■ Objective ■
Could you rewrite the lines of the listing below, starting at the line containing "Every instance of the sandstone" and ending at the line containing "[(532, 270)]", with both of those lines and the requests included and every x and y coordinate in the answers shifted by -11? Return only those lines.

■ Records from a dataset ■
## Start
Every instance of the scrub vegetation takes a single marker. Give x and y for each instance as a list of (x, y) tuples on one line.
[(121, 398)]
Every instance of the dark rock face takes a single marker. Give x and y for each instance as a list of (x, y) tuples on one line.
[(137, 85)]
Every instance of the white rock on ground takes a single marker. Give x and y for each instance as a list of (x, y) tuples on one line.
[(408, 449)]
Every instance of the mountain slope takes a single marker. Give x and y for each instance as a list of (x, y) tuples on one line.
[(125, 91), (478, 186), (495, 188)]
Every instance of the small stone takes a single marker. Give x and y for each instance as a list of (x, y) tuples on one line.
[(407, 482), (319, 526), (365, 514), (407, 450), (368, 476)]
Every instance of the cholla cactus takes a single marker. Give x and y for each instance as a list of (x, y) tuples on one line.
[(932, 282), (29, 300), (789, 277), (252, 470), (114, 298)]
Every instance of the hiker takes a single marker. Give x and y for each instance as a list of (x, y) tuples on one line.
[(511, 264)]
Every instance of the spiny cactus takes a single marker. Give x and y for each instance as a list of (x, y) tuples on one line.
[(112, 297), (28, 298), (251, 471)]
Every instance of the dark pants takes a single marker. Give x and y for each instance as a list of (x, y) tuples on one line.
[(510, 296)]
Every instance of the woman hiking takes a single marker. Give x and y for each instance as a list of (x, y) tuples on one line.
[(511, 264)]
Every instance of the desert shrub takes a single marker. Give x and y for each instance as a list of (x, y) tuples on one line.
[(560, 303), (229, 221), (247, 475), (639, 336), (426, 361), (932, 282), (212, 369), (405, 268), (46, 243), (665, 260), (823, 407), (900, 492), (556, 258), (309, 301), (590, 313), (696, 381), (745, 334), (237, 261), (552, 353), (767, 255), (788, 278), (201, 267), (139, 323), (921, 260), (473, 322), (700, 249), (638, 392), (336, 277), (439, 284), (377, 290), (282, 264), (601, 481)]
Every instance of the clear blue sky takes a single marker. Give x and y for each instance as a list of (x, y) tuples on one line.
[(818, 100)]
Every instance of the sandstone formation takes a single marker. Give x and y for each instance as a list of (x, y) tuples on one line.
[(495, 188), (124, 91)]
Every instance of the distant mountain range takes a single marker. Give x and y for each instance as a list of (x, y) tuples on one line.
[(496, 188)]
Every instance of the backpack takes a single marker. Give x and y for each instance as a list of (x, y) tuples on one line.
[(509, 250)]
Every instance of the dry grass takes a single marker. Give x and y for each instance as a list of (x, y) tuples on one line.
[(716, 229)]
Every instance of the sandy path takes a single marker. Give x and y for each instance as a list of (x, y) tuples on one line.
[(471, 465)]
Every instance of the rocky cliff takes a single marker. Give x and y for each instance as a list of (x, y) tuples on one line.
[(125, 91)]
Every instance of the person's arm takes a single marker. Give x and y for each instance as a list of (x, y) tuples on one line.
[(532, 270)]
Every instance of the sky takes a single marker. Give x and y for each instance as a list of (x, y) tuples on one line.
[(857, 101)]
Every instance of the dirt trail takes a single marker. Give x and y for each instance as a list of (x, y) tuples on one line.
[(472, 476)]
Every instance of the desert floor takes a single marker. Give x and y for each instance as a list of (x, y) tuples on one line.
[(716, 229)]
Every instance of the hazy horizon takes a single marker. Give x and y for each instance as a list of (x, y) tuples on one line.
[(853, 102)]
## End
■ Correct response ■
Every instance of the sandstone formation takes a single marker. Give x and y for each instance as a list of (x, y) tuples on one line.
[(484, 177), (113, 80)]
Every instance of the distant mountain range takes a single marker. Give x and y for each instance as a list of (x, y) tuples on one line.
[(485, 177)]
Every instance of the backpack takes a single marker. Give x and y for each instance as a list of (x, y) tuples on one line.
[(498, 239)]
Every instance of the dry grass takes a single marker. Give x and y for each instance as a list of (x, y) tuples on one line.
[(705, 218)]
Every instance of the sandy path takes a single marker. Give x and y for each instance as a list of (x, y) tuples on one line.
[(460, 454)]
Every instance of the rocky cliff takes a single marker. Give x and y for each instance as a list of (x, y) tuples on one line.
[(114, 80)]
Every instance of the person's arm takes a single marker. Give x and y for each instance as a list of (x, y) tuples on one line.
[(521, 259)]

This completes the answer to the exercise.